_What to produce_
Wherever a line holds the word "forehead", copy that line from the data.

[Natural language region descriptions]
■ ■ ■ ■
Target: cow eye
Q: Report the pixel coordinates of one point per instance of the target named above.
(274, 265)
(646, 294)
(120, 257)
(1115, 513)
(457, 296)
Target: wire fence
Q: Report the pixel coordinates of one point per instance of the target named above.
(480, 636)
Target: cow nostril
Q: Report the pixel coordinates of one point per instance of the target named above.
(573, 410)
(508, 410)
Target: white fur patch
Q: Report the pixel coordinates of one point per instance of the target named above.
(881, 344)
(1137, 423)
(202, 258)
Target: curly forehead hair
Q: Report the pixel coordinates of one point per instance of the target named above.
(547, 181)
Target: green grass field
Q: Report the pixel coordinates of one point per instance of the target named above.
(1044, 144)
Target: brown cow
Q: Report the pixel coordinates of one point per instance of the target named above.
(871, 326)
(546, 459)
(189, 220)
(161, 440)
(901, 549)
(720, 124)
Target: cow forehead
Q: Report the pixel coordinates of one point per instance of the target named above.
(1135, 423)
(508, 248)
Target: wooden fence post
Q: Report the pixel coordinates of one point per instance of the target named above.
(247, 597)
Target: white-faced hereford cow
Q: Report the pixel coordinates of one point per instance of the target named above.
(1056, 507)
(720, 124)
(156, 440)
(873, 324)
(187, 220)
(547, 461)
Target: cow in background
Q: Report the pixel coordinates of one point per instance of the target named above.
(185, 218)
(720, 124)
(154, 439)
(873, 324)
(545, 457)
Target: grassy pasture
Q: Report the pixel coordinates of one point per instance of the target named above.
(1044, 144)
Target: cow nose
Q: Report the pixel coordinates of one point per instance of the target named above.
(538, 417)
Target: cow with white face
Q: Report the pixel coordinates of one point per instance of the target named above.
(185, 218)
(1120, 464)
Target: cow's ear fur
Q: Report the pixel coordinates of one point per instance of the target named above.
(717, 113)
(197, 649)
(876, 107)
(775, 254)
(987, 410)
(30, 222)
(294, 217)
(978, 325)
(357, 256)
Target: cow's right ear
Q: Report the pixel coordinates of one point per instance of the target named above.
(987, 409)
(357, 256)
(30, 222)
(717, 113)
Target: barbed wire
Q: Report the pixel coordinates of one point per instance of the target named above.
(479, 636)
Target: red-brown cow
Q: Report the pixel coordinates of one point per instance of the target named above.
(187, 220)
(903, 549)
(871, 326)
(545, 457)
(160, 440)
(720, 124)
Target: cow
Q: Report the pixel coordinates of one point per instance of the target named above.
■ ■ ■ ■
_Answer box_
Target: curly forehead hair
Target: cow forehead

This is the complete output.